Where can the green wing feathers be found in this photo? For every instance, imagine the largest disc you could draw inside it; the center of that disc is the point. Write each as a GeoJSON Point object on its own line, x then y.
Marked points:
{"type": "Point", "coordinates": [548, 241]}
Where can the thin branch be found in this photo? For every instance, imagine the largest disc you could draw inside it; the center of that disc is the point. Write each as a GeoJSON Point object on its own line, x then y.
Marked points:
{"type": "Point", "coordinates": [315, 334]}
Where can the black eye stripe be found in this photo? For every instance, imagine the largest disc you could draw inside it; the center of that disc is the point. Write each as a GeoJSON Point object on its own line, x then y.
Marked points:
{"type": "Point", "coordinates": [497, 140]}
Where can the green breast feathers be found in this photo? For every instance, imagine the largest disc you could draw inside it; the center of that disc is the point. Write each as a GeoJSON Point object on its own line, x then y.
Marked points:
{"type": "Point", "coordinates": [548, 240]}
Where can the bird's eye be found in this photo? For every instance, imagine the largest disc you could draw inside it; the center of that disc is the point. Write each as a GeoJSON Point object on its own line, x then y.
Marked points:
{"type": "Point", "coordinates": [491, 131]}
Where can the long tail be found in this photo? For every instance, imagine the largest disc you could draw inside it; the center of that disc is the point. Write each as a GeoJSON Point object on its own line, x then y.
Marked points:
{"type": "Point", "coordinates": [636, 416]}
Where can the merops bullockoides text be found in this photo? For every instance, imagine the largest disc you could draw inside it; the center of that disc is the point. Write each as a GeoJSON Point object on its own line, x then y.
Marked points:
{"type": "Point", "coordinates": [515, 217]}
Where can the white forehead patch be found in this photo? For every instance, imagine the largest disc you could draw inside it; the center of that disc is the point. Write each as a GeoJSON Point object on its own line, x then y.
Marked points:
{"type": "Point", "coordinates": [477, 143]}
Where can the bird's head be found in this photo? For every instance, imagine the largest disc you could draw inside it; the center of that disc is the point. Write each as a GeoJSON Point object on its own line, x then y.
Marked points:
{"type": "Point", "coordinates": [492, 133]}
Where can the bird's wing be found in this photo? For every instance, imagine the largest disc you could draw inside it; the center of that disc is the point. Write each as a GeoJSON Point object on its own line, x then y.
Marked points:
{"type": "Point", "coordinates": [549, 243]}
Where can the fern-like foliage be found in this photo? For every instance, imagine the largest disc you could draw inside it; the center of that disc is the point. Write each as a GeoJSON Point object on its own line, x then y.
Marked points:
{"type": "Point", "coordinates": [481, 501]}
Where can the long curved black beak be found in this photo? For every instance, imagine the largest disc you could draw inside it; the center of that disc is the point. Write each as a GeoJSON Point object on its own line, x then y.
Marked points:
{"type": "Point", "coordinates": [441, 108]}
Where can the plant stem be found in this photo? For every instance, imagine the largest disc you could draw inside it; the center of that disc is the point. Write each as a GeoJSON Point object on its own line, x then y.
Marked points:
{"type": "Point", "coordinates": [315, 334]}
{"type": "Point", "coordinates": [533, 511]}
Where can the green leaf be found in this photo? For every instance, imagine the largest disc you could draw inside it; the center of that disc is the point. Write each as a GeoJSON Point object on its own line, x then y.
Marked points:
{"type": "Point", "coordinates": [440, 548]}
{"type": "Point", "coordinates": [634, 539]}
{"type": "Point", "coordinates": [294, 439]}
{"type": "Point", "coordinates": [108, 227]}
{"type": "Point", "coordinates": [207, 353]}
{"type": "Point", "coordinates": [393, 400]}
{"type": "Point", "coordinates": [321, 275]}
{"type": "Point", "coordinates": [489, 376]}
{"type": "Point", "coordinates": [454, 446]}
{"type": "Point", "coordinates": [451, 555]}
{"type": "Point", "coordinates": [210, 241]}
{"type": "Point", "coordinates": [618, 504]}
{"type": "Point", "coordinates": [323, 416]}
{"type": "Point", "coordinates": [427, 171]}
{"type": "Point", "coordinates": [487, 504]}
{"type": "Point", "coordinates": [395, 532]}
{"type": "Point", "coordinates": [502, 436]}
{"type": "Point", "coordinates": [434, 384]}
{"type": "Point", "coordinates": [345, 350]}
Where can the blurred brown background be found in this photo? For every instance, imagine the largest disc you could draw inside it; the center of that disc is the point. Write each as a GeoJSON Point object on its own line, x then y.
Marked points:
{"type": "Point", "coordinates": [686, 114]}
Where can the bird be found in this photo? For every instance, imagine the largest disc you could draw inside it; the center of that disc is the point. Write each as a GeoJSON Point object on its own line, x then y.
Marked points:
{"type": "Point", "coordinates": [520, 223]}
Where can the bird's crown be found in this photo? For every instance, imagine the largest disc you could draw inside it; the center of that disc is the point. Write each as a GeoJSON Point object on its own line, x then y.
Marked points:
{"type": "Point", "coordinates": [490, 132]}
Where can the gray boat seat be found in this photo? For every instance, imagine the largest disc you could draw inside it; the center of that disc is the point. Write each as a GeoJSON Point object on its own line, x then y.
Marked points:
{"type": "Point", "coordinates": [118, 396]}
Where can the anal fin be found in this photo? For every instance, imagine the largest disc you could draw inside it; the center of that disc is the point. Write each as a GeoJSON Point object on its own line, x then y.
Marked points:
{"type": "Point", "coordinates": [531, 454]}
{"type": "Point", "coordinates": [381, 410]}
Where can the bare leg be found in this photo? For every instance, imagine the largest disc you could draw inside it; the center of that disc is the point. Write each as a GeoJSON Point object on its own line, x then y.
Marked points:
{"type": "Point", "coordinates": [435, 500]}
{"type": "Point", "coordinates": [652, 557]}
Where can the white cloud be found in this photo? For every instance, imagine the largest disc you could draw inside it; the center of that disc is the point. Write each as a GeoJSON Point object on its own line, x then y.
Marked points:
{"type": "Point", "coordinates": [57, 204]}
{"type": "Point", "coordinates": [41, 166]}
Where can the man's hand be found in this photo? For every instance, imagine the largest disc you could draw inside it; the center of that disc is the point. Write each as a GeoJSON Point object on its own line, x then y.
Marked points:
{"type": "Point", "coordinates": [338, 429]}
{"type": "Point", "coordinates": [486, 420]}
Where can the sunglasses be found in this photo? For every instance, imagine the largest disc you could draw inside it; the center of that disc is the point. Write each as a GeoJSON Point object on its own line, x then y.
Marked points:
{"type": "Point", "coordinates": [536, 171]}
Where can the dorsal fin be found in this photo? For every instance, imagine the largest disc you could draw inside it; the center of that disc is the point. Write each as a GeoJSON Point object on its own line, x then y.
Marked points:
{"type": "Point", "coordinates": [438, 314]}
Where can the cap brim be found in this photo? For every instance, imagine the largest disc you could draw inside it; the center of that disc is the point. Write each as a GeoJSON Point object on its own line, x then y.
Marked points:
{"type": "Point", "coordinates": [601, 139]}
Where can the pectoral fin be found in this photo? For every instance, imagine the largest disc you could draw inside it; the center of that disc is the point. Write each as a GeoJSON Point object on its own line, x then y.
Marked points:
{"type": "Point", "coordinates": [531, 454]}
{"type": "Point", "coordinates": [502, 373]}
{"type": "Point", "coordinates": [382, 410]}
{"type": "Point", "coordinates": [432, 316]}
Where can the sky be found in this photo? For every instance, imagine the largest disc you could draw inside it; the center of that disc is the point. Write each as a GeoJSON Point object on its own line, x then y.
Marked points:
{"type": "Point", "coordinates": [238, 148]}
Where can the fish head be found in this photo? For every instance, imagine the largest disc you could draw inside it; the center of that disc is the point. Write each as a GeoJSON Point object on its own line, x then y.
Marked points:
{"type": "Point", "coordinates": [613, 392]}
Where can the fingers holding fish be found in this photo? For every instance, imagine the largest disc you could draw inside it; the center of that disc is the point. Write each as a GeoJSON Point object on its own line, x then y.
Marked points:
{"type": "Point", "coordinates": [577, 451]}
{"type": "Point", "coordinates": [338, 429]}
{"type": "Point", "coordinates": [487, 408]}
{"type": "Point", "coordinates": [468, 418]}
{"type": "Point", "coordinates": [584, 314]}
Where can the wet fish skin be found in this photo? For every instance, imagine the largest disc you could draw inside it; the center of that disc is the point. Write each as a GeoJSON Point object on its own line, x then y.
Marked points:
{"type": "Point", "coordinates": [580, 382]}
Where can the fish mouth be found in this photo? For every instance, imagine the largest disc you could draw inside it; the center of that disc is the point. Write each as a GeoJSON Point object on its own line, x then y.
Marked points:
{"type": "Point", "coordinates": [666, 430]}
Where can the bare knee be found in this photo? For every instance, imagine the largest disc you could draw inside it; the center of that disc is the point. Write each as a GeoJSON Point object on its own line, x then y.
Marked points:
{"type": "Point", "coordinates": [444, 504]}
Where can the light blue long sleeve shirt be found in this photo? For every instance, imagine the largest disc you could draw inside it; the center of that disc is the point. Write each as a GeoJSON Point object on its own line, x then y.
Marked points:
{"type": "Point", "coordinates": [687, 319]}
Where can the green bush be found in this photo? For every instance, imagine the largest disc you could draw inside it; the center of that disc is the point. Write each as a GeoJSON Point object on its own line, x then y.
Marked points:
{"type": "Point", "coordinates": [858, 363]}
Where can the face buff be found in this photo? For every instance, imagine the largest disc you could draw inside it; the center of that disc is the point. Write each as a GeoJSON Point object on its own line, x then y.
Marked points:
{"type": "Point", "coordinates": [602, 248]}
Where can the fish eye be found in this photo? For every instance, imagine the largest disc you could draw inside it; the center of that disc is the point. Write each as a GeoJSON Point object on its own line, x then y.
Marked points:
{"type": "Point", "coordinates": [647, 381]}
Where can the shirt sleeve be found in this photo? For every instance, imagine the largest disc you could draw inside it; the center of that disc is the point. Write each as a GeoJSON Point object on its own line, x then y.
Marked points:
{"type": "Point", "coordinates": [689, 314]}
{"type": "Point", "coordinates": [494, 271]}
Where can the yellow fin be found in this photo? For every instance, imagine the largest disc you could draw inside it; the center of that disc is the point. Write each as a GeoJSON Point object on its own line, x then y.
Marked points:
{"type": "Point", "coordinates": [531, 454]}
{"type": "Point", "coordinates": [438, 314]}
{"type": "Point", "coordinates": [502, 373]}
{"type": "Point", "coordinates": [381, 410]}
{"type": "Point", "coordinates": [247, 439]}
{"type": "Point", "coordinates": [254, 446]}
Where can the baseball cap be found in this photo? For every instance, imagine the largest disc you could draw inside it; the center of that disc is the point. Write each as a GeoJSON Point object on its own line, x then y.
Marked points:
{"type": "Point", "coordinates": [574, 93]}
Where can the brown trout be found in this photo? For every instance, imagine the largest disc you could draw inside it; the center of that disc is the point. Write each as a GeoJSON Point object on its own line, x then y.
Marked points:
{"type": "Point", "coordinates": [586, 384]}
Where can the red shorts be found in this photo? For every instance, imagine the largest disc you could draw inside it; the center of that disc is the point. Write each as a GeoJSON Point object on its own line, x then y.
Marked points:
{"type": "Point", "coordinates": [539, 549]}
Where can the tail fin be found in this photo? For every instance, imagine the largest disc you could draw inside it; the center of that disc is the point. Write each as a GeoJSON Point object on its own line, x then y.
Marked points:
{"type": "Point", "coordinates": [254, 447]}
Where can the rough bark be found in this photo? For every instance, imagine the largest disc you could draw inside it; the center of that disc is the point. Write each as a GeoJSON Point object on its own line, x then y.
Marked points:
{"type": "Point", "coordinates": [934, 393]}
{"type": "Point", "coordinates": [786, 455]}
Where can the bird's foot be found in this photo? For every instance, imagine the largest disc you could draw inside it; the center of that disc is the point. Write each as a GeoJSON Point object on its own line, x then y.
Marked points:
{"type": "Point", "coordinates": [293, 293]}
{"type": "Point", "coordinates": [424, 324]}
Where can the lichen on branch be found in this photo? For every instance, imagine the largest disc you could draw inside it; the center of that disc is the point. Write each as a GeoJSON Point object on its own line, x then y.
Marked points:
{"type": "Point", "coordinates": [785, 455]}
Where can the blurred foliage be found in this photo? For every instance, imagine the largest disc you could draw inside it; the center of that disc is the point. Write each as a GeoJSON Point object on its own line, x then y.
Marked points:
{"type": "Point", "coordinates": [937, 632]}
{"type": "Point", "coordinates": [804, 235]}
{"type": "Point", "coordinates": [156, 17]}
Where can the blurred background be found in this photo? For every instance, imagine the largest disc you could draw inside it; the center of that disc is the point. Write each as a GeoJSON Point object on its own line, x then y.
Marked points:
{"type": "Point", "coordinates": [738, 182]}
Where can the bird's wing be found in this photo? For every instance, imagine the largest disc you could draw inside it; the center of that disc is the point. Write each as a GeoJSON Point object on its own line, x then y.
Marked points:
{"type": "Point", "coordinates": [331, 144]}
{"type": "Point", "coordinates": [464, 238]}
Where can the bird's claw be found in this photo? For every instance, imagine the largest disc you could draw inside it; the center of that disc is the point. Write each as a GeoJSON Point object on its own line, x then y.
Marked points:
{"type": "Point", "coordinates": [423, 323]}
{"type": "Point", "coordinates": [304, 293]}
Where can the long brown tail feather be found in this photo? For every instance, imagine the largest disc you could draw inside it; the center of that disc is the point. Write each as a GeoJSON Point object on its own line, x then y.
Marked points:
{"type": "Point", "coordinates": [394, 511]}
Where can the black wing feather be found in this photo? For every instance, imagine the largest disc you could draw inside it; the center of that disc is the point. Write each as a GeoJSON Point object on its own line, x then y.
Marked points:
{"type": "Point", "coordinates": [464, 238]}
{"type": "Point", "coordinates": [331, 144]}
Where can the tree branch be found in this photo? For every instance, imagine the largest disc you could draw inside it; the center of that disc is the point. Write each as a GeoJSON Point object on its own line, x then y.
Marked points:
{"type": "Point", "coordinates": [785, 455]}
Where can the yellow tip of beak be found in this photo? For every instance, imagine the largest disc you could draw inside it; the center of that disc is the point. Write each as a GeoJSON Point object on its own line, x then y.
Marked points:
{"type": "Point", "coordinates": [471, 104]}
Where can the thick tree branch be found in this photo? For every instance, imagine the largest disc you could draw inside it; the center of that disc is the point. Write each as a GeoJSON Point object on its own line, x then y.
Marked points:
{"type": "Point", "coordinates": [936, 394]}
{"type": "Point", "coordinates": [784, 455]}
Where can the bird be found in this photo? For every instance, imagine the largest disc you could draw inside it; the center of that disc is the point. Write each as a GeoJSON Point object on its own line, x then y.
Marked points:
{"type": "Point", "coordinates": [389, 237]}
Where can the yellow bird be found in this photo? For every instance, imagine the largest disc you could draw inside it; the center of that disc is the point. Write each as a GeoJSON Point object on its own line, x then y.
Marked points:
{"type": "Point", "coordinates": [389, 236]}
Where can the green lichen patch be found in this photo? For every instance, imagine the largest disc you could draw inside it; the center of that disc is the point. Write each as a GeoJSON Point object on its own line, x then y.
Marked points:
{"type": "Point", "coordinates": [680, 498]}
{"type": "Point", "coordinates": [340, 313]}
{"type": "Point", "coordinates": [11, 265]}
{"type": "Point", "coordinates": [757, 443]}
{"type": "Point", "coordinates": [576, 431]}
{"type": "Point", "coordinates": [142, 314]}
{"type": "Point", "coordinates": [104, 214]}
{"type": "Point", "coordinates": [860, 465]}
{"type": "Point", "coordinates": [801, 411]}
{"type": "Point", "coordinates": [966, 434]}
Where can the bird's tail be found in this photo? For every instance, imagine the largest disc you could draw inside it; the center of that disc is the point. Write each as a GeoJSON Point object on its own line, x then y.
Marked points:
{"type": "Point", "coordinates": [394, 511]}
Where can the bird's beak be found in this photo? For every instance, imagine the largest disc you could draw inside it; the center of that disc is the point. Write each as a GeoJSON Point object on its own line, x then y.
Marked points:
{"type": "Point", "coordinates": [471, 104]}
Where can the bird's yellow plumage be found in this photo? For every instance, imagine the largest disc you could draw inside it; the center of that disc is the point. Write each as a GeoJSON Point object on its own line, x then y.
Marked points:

════

**What you should do:** Extract the lines above from the one containing "Where can the bird's beak" to the last line, both included, exactly as written.

**Written solution:**
Where can the bird's beak be found in this photo? For every instance, imagine the largest disc you could draw inside it; the center of that disc is the point. Write each as a GeoJSON Point object on its own line, x then y.
Marked points:
{"type": "Point", "coordinates": [471, 104]}
Where can the bird's yellow plumage be found in this photo? For every instance, imagine the largest disc you could draw inside it; the center of that disc is the point. Write each as a GeoJSON Point object on its own line, x then y.
Marked points:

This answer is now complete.